* Data rows:
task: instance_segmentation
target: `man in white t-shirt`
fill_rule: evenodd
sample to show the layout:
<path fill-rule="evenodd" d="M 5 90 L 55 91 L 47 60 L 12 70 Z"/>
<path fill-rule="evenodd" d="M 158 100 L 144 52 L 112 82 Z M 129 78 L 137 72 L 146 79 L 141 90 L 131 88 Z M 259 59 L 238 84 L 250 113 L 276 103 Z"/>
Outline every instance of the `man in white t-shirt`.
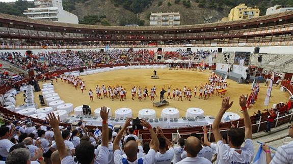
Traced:
<path fill-rule="evenodd" d="M 14 144 L 8 139 L 11 137 L 12 136 L 10 136 L 9 127 L 7 126 L 0 127 L 0 155 L 3 158 L 3 160 L 5 160 L 8 156 L 10 148 L 14 145 Z"/>
<path fill-rule="evenodd" d="M 122 156 L 122 152 L 120 150 L 119 141 L 122 138 L 123 134 L 127 127 L 131 125 L 130 121 L 131 118 L 128 118 L 124 124 L 122 126 L 121 129 L 117 134 L 114 142 L 113 148 L 114 150 L 114 161 L 115 164 L 122 164 L 128 163 L 128 164 L 152 164 L 155 156 L 156 150 L 158 148 L 158 140 L 156 137 L 150 124 L 144 120 L 141 121 L 141 125 L 147 127 L 150 133 L 152 141 L 150 143 L 150 149 L 147 154 L 141 158 L 137 158 L 138 144 L 135 141 L 128 141 L 124 145 L 124 151 L 126 154 L 127 158 L 124 158 Z"/>
<path fill-rule="evenodd" d="M 174 157 L 174 149 L 173 144 L 164 135 L 163 130 L 159 127 L 157 127 L 157 134 L 159 136 L 158 138 L 159 146 L 154 160 L 154 164 L 170 164 Z M 166 151 L 166 144 L 169 150 Z"/>
<path fill-rule="evenodd" d="M 211 164 L 208 159 L 197 156 L 197 154 L 202 149 L 201 143 L 195 137 L 190 137 L 185 143 L 184 150 L 186 151 L 187 157 L 178 162 L 178 164 Z"/>
<path fill-rule="evenodd" d="M 246 98 L 243 94 L 239 99 L 239 104 L 243 113 L 245 133 L 242 129 L 231 128 L 228 131 L 227 139 L 230 147 L 227 147 L 222 141 L 219 126 L 223 115 L 231 106 L 230 97 L 225 97 L 222 102 L 222 107 L 212 123 L 214 136 L 217 143 L 217 153 L 218 163 L 250 163 L 254 155 L 254 148 L 251 139 L 252 131 L 251 120 L 246 108 Z M 244 147 L 241 147 L 245 139 Z"/>
<path fill-rule="evenodd" d="M 88 142 L 82 142 L 75 148 L 75 156 L 79 163 L 86 164 L 99 163 L 107 164 L 108 163 L 108 115 L 109 111 L 105 107 L 102 107 L 100 112 L 100 115 L 102 119 L 102 144 L 101 149 L 97 157 L 95 159 L 95 148 Z M 73 157 L 68 154 L 65 144 L 61 136 L 58 125 L 60 122 L 59 117 L 56 118 L 53 113 L 50 113 L 46 118 L 54 132 L 54 137 L 59 153 L 61 164 L 75 164 Z"/>
<path fill-rule="evenodd" d="M 181 158 L 181 154 L 184 151 L 184 145 L 185 143 L 185 140 L 183 138 L 180 138 L 178 141 L 178 144 L 179 146 L 175 146 L 174 147 L 174 163 L 176 163 L 178 161 L 182 160 Z"/>
<path fill-rule="evenodd" d="M 136 139 L 136 140 L 137 141 L 137 140 L 138 139 L 138 138 L 137 136 L 134 135 L 134 129 L 132 128 L 129 128 L 128 129 L 128 133 L 129 133 L 129 135 L 127 135 L 126 136 L 125 136 L 125 137 L 124 137 L 124 139 L 123 140 L 124 142 L 126 142 L 126 140 L 127 140 L 127 138 L 129 137 L 133 137 L 135 138 L 135 139 Z"/>

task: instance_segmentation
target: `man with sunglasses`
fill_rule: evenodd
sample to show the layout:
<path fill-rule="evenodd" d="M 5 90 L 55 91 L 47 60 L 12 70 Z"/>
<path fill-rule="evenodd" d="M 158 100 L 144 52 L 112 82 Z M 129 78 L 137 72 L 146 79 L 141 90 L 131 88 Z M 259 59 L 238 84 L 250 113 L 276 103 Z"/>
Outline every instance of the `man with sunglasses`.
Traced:
<path fill-rule="evenodd" d="M 288 126 L 289 136 L 293 138 L 293 122 Z M 293 161 L 293 141 L 278 148 L 275 156 L 272 159 L 270 147 L 267 144 L 262 145 L 262 149 L 267 154 L 267 164 L 290 164 Z"/>

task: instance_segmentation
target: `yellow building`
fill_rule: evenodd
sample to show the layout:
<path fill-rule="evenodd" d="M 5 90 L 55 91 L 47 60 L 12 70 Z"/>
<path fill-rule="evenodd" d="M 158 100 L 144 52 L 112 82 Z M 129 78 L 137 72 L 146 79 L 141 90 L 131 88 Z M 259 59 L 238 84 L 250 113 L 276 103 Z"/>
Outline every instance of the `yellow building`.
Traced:
<path fill-rule="evenodd" d="M 229 21 L 250 19 L 259 16 L 259 9 L 256 7 L 247 7 L 245 4 L 241 4 L 231 9 L 228 16 Z"/>

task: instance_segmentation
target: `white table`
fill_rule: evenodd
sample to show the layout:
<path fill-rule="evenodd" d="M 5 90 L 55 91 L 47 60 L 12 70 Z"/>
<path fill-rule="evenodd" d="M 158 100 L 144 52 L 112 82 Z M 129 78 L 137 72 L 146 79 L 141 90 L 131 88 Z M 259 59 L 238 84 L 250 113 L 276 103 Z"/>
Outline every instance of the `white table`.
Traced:
<path fill-rule="evenodd" d="M 155 111 L 152 109 L 143 109 L 139 111 L 139 118 L 155 118 Z"/>
<path fill-rule="evenodd" d="M 226 112 L 223 115 L 221 119 L 221 122 L 227 122 L 235 120 L 237 120 L 241 118 L 240 116 L 238 114 Z"/>
<path fill-rule="evenodd" d="M 67 119 L 68 118 L 68 114 L 67 114 L 67 112 L 64 110 L 60 110 L 57 111 L 55 111 L 53 112 L 55 114 L 55 116 L 57 117 L 59 116 L 60 118 L 60 121 L 63 121 Z"/>
<path fill-rule="evenodd" d="M 52 93 L 55 93 L 55 91 L 54 90 L 48 90 L 48 91 L 44 91 L 43 92 L 42 92 L 42 94 L 43 95 L 43 96 L 45 96 L 45 95 L 47 94 L 52 94 Z"/>
<path fill-rule="evenodd" d="M 45 99 L 47 99 L 47 98 L 49 98 L 50 97 L 56 97 L 56 96 L 59 96 L 59 95 L 58 94 L 58 93 L 50 93 L 50 94 L 46 94 L 44 96 L 44 98 Z"/>
<path fill-rule="evenodd" d="M 47 102 L 47 104 L 52 102 L 56 101 L 57 100 L 60 100 L 60 97 L 59 96 L 49 97 L 46 99 L 46 102 Z"/>
<path fill-rule="evenodd" d="M 186 117 L 196 117 L 203 116 L 203 110 L 197 108 L 190 108 L 187 109 L 185 116 Z"/>
<path fill-rule="evenodd" d="M 40 119 L 44 120 L 46 119 L 47 114 L 44 113 L 35 113 L 29 116 L 34 118 Z"/>
<path fill-rule="evenodd" d="M 178 109 L 173 108 L 166 108 L 162 111 L 161 117 L 167 118 L 168 119 L 170 118 L 178 118 L 179 117 L 179 111 Z"/>
<path fill-rule="evenodd" d="M 110 109 L 110 108 L 108 108 L 108 107 L 106 107 L 107 109 L 107 110 L 109 110 L 109 117 L 111 117 L 112 116 L 112 112 L 111 111 L 111 109 Z M 100 117 L 100 112 L 101 111 L 101 108 L 98 108 L 96 109 L 95 109 L 95 116 L 97 116 L 97 117 Z"/>
<path fill-rule="evenodd" d="M 81 105 L 80 106 L 78 106 L 75 107 L 75 108 L 74 108 L 74 114 L 76 115 L 83 115 L 83 107 L 84 106 Z"/>
<path fill-rule="evenodd" d="M 48 105 L 49 106 L 49 107 L 53 108 L 54 110 L 56 110 L 57 109 L 57 106 L 62 104 L 64 104 L 64 101 L 57 100 L 49 103 Z"/>
<path fill-rule="evenodd" d="M 53 112 L 53 108 L 50 107 L 39 108 L 35 111 L 36 113 L 49 114 L 52 112 Z"/>
<path fill-rule="evenodd" d="M 65 110 L 67 113 L 70 113 L 73 111 L 73 105 L 71 103 L 65 103 L 59 105 L 57 106 L 57 109 L 58 110 Z"/>
<path fill-rule="evenodd" d="M 54 88 L 46 88 L 44 89 L 42 89 L 42 93 L 43 92 L 48 91 L 48 90 L 54 90 Z"/>
<path fill-rule="evenodd" d="M 115 111 L 115 117 L 132 118 L 132 112 L 129 108 L 119 108 Z"/>
<path fill-rule="evenodd" d="M 43 86 L 43 89 L 44 89 L 44 88 L 52 88 L 54 89 L 54 85 L 44 85 L 44 86 Z"/>
<path fill-rule="evenodd" d="M 36 108 L 25 108 L 22 109 L 17 113 L 20 114 L 22 114 L 25 116 L 29 116 L 35 113 L 35 111 L 36 110 Z"/>

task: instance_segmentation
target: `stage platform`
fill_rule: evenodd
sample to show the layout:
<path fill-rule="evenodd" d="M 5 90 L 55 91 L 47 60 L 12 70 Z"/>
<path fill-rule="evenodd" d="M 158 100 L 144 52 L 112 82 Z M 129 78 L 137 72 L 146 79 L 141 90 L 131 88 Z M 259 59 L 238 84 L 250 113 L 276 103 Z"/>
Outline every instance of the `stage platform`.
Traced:
<path fill-rule="evenodd" d="M 215 73 L 216 74 L 220 75 L 223 77 L 226 77 L 226 75 L 227 75 L 227 72 L 224 72 L 224 71 L 220 71 L 215 70 L 214 72 L 215 72 Z M 234 73 L 232 72 L 230 72 L 228 73 L 227 79 L 231 79 L 231 80 L 234 81 L 236 82 L 239 82 L 241 83 L 246 83 L 246 80 L 245 80 L 245 78 L 244 78 L 242 80 L 241 77 L 242 77 L 242 76 L 241 76 L 241 75 L 238 74 L 236 73 Z M 240 79 L 240 80 L 239 80 L 239 79 Z M 251 75 L 249 82 L 250 83 L 253 82 L 253 81 L 254 80 L 254 79 L 257 80 L 260 83 L 263 83 L 265 81 L 262 77 L 256 77 L 256 76 L 254 76 Z"/>

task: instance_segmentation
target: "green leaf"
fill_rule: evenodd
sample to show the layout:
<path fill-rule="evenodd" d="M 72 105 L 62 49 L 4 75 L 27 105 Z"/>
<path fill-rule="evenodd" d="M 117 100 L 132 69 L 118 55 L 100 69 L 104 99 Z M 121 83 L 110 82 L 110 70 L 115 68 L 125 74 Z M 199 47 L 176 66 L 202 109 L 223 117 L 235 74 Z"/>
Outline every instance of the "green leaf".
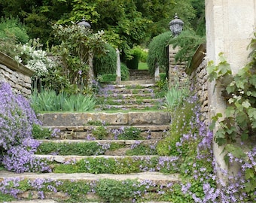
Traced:
<path fill-rule="evenodd" d="M 248 138 L 248 132 L 243 132 L 241 135 L 241 140 L 242 141 L 247 141 Z"/>
<path fill-rule="evenodd" d="M 248 168 L 245 171 L 245 178 L 249 179 L 254 177 L 254 170 L 252 168 Z"/>
<path fill-rule="evenodd" d="M 246 101 L 242 102 L 242 106 L 243 106 L 245 108 L 248 108 L 251 106 L 250 102 L 246 99 Z"/>

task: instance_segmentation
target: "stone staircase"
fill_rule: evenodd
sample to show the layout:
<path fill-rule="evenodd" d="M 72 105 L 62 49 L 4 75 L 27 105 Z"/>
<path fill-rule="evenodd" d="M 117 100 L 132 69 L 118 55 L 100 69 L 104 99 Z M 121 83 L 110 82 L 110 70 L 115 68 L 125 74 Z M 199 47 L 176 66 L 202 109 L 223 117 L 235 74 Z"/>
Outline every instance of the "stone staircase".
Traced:
<path fill-rule="evenodd" d="M 148 70 L 130 69 L 130 77 L 128 81 L 122 81 L 122 84 L 152 84 L 154 83 L 154 78 L 149 74 Z"/>
<path fill-rule="evenodd" d="M 50 189 L 44 195 L 44 201 L 53 201 L 50 202 L 54 200 L 60 202 L 160 202 L 159 194 L 167 191 L 169 185 L 181 181 L 180 161 L 179 157 L 157 155 L 156 146 L 169 129 L 170 116 L 161 109 L 160 96 L 155 96 L 159 89 L 154 83 L 136 80 L 142 77 L 133 76 L 134 80 L 130 81 L 131 83 L 133 81 L 133 85 L 102 86 L 96 95 L 98 103 L 95 112 L 40 114 L 38 118 L 43 126 L 60 130 L 56 137 L 41 140 L 42 144 L 35 155 L 47 160 L 53 172 L 1 171 L 0 179 L 69 181 L 69 186 L 75 182 L 91 187 L 84 193 L 75 188 L 80 196 L 78 200 L 72 199 L 74 196 L 69 194 L 70 191 Z M 144 82 L 148 79 L 144 77 Z M 108 194 L 105 198 L 94 187 L 97 183 L 105 180 L 107 189 L 114 188 L 111 184 L 111 180 L 123 184 L 127 180 L 136 181 L 146 192 L 136 195 L 141 192 L 133 191 L 133 201 L 131 198 L 118 201 L 115 199 L 117 198 L 115 194 L 114 198 Z M 26 191 L 18 195 L 23 200 L 35 199 L 32 202 L 39 202 L 35 201 L 39 197 L 35 191 Z"/>

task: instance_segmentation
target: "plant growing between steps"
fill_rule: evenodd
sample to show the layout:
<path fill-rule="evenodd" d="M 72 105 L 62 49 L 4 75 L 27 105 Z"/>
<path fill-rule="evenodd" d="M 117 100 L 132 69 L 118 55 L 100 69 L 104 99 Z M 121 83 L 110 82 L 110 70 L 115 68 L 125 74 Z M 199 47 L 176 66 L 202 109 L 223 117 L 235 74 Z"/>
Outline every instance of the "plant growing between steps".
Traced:
<path fill-rule="evenodd" d="M 68 94 L 66 92 L 57 94 L 51 89 L 42 89 L 40 93 L 34 89 L 31 102 L 32 108 L 36 112 L 84 112 L 93 110 L 96 103 L 91 95 Z"/>
<path fill-rule="evenodd" d="M 217 114 L 212 117 L 213 129 L 218 123 L 218 127 L 215 141 L 219 146 L 224 146 L 226 163 L 231 165 L 233 162 L 241 165 L 240 174 L 232 177 L 227 186 L 233 186 L 242 195 L 233 195 L 233 201 L 239 198 L 242 201 L 254 201 L 256 198 L 256 146 L 254 143 L 256 133 L 256 33 L 249 47 L 252 49 L 251 61 L 232 75 L 230 64 L 222 53 L 220 53 L 220 63 L 214 65 L 210 62 L 207 70 L 209 80 L 222 83 L 222 95 L 227 101 L 225 117 Z M 227 173 L 227 171 L 224 171 Z M 224 183 L 226 186 L 226 183 Z"/>
<path fill-rule="evenodd" d="M 39 142 L 32 138 L 32 131 L 33 124 L 39 122 L 27 99 L 1 82 L 0 100 L 1 163 L 18 173 L 50 171 L 45 160 L 33 156 Z"/>
<path fill-rule="evenodd" d="M 0 183 L 0 201 L 15 200 L 21 194 L 29 192 L 31 195 L 44 199 L 60 193 L 62 202 L 140 202 L 151 201 L 160 194 L 165 196 L 178 193 L 178 184 L 166 186 L 151 180 L 114 180 L 101 179 L 98 181 L 53 180 L 38 178 L 33 180 L 20 178 L 5 178 Z M 93 195 L 90 197 L 90 195 Z M 178 197 L 178 195 L 177 195 Z M 177 199 L 177 198 L 176 198 Z M 178 202 L 178 201 L 177 201 Z M 184 201 L 179 201 L 184 202 Z"/>

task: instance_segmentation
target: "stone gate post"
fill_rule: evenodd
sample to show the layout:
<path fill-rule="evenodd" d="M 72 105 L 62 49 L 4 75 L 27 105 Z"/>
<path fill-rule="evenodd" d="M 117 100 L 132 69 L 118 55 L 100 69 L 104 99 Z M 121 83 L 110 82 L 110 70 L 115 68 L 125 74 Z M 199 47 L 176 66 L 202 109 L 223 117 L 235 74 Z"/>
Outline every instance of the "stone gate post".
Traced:
<path fill-rule="evenodd" d="M 248 60 L 250 50 L 247 50 L 247 46 L 256 26 L 256 0 L 205 0 L 205 5 L 208 59 L 218 64 L 218 54 L 223 52 L 233 74 L 236 74 Z M 226 103 L 221 97 L 221 85 L 215 82 L 208 83 L 212 109 L 209 117 L 216 113 L 224 115 Z M 213 144 L 218 167 L 230 171 L 224 161 L 222 150 Z M 218 175 L 221 177 L 220 173 Z"/>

* Task requirements:
List every line above that contains the string "between", matching letter case exactly.

* The solution:
target: "plant growing between steps"
Outline every instance of the "plant growing between steps".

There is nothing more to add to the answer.